PASSAGE:

Content starts

Rather than segmenting the business in the process of transformation, Kidd says that the people component is one part of the overall transformation, touching every element of the business.
In a hybrid environment where managers and employees have dramatically less face-to-face time, Gartner's research reveals that managers who lead with empathy have three times the impact on employee performance that those who do not.
According to the study, "Managers who lead with empathy develop high levels of trust with their employees, create a culture of transparency and acceptance within their teams, and prioritise people over processes. They also contextualise performance and behaviour — proactively asking questions and seeking information to better understand the specifics of their direct reports’ contexts."
Ensuring that people are engaged and performing well is crucial to the success of the broader transformation, according to Kidd.
“If we're clear in the direction we're heading, and then we're getting the right people, we're developing them and managing them the right way and giving them the tools. And that's how we achieve the outcomes,” she says.
The element of human connection is one that James Comer, head of HR ANZ at Cisco, raises as being especially challenging during the pandemic.
For new starters who had never set foot in the bricks and mortar office, and for existing employees enduring long periods of isolation, Comer says it fell to the leaders in the organisation to address these challenges.
"They made sure first of all, that there was an awareness and there was a knowledge, but also made sure that these people were then plugged into those people in the community that could help them with their IT challenges that could get them comfortable with our systems and processes, reach out to my team in people and communities and feel like that they could plug into the fibre, you know, the DNA of what Cisco meant," he says.
Cisco sought to build human connection in the workplace through its digital tool, Team Space, which allowed employees to connect with their leaders on a weekly basis.
The origins of Team Space, said Comer came about from a study seeking to understand the key needs of individuals and teams to be successful.

Content ends

SOURCE MATERIAL:
Content starts

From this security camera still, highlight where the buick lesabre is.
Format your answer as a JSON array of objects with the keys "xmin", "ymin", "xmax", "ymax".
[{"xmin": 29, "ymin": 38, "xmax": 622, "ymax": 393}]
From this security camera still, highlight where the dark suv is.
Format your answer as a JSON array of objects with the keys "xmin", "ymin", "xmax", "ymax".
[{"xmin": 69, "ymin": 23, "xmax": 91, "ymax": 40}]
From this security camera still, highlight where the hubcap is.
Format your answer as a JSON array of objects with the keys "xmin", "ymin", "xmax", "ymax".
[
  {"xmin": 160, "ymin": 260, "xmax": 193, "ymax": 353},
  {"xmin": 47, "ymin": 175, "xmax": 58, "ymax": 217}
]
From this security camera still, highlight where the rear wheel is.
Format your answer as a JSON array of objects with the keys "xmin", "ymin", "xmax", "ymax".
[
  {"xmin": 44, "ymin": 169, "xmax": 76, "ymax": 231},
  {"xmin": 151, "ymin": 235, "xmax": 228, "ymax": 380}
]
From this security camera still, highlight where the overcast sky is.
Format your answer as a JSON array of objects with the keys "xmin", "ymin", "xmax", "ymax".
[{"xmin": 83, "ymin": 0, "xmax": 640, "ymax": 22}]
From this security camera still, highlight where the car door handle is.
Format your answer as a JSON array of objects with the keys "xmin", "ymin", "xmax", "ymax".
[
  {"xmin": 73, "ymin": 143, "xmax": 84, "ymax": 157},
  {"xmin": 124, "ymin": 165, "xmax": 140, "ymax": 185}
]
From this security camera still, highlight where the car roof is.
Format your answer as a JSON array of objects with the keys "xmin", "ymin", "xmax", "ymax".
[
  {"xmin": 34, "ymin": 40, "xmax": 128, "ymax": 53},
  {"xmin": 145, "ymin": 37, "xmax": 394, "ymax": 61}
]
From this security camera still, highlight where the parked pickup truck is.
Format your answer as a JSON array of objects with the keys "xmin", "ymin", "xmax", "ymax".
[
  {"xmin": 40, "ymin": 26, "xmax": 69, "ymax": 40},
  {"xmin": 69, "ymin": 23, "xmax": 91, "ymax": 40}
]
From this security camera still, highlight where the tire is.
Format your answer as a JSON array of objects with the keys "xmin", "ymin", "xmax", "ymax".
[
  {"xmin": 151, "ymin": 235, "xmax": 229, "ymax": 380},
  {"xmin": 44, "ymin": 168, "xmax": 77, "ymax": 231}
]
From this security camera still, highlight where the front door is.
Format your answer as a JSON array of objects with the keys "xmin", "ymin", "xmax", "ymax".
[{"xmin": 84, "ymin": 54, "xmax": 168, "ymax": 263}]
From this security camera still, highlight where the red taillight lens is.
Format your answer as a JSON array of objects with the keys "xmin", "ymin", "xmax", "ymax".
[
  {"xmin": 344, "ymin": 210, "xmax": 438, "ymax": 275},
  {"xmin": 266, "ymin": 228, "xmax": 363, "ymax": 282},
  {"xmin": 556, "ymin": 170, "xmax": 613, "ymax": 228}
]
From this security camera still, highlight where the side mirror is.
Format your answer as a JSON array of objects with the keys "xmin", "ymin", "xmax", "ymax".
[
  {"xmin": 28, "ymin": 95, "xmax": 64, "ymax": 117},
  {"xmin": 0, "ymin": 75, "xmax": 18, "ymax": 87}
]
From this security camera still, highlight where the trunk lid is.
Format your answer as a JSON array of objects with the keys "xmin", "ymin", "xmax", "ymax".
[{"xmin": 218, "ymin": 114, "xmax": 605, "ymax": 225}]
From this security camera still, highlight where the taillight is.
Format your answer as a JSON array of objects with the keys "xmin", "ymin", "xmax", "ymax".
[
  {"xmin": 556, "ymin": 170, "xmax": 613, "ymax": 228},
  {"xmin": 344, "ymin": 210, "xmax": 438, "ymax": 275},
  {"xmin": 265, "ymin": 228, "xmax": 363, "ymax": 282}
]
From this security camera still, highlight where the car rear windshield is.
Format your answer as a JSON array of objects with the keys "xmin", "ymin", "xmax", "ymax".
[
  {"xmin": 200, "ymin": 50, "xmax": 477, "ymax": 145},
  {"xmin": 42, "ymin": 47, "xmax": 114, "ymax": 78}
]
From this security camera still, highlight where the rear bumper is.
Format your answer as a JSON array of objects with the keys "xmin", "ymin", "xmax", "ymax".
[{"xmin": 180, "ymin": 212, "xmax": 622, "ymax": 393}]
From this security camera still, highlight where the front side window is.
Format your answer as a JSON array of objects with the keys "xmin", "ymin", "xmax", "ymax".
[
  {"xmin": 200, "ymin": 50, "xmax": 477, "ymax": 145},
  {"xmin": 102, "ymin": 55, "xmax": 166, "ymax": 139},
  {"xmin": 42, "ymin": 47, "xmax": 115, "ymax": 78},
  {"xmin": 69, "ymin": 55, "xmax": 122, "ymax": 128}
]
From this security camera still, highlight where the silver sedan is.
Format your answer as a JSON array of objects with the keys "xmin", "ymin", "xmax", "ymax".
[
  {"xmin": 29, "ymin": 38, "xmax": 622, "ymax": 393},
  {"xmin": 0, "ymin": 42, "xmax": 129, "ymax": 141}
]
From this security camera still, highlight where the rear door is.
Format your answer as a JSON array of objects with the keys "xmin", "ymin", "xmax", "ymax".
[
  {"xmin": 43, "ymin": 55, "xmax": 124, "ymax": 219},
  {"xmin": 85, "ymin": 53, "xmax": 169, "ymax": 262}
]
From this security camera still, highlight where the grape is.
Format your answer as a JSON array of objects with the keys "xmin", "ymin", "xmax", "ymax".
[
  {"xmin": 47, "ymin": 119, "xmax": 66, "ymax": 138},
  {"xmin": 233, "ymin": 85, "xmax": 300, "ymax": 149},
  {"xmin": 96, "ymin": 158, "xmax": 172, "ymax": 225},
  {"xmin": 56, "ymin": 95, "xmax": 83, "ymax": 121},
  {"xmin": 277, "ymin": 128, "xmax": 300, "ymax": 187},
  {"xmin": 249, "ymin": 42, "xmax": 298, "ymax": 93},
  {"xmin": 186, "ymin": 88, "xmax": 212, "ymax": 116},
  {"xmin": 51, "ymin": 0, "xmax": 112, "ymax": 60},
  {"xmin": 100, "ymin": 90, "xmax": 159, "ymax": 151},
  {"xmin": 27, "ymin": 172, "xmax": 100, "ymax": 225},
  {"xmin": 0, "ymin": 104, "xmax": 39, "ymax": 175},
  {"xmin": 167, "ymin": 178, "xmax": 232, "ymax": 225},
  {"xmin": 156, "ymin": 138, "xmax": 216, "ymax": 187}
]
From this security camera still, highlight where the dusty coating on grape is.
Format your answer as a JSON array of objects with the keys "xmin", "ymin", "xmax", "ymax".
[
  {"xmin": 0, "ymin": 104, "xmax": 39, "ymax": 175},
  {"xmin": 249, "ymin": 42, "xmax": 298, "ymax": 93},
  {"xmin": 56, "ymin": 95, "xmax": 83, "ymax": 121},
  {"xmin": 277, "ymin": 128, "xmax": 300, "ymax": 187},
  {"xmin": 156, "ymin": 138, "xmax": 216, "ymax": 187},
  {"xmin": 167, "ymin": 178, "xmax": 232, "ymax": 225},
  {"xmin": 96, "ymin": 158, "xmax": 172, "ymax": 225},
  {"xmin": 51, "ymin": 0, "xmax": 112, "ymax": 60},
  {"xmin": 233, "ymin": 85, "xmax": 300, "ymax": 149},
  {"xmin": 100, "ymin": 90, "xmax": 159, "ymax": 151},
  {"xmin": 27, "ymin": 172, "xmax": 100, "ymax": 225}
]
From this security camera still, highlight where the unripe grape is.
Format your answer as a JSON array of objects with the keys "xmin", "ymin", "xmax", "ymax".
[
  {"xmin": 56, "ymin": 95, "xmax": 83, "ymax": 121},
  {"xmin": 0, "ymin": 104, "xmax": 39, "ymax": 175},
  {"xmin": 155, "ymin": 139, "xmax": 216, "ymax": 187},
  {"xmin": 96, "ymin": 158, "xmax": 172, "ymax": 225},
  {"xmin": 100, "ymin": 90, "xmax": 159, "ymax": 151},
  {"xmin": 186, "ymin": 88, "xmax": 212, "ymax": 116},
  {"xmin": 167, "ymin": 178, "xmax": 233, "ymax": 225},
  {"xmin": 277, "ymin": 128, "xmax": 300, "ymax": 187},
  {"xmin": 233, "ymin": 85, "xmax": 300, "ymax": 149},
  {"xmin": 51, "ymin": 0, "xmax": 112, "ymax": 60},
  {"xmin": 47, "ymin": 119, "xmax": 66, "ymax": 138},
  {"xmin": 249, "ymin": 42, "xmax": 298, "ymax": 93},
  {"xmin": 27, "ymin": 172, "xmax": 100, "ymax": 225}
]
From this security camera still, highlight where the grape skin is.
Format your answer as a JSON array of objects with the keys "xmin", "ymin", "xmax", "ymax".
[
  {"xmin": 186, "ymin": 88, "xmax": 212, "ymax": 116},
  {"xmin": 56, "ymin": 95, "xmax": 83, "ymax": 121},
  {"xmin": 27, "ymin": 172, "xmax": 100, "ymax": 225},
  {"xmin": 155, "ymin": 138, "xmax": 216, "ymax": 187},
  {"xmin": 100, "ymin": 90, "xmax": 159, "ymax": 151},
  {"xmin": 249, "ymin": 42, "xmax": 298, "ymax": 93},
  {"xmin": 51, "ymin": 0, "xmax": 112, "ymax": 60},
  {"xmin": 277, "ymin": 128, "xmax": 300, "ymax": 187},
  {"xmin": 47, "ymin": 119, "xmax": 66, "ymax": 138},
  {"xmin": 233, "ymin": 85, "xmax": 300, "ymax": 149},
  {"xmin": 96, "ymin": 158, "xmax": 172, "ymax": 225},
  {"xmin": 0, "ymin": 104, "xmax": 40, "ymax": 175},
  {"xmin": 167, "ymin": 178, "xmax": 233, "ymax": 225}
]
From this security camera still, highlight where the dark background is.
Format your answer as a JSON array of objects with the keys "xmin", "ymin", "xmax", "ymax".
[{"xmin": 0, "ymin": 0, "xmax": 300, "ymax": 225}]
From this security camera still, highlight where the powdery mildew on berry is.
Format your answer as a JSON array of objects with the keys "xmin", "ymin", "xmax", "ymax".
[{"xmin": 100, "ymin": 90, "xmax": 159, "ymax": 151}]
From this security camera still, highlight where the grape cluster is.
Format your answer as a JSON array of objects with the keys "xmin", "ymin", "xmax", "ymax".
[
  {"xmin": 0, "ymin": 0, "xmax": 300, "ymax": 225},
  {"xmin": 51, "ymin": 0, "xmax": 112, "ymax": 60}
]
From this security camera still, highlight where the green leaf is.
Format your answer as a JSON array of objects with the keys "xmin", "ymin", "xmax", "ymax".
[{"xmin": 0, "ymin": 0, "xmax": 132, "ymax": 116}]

Content ends

WORK ORDER: Carry on the passage about leadership and human connection in workplace transformation, starting right after its last sentence.

ANSWER TO THIS PROBLEM:
“We found that people need regular attention, not feedback, attention. We found that people obviously perform at their best and have a great employee experience when they're playing to their strengths. And by strengths, we don't necessarily mean things that they're good at, we mean things that energise them,” Comer says.
Team Space enabled the business leaders to give their time and attention to the individual success of each team member, which led to invaluable outcomes for employee wellbeing.
"What we found was that this became a channel for people to also talk about their wellbeing and the number of challenges that we uncovered through the use of that technology and that tool that is so core to our employee experience about people's wellbeing was staggering."
As the HR function evolves, human-centred approaches are increasingly being adopted by businesses to build a strong foundation in the midst of transformation.
Employee engagement is a critical area where HR leaders play a key role.
According to Intrepid Travel's Kidd, while all managers have a role to play in delivering a positive employee experience, it is the HR teams that set up the structures to best enable it.
"If you get the experience right, that helps in the creation of engagement. And for us, as a business where I've talked about us as being a people led business, we're also a purpose led business. And so we really put purpose at the heart of everything we do. And that's a big engagement piece for a team members around the world as well. So I think both the employee experience and our purpose as a business are really what drive the engagement."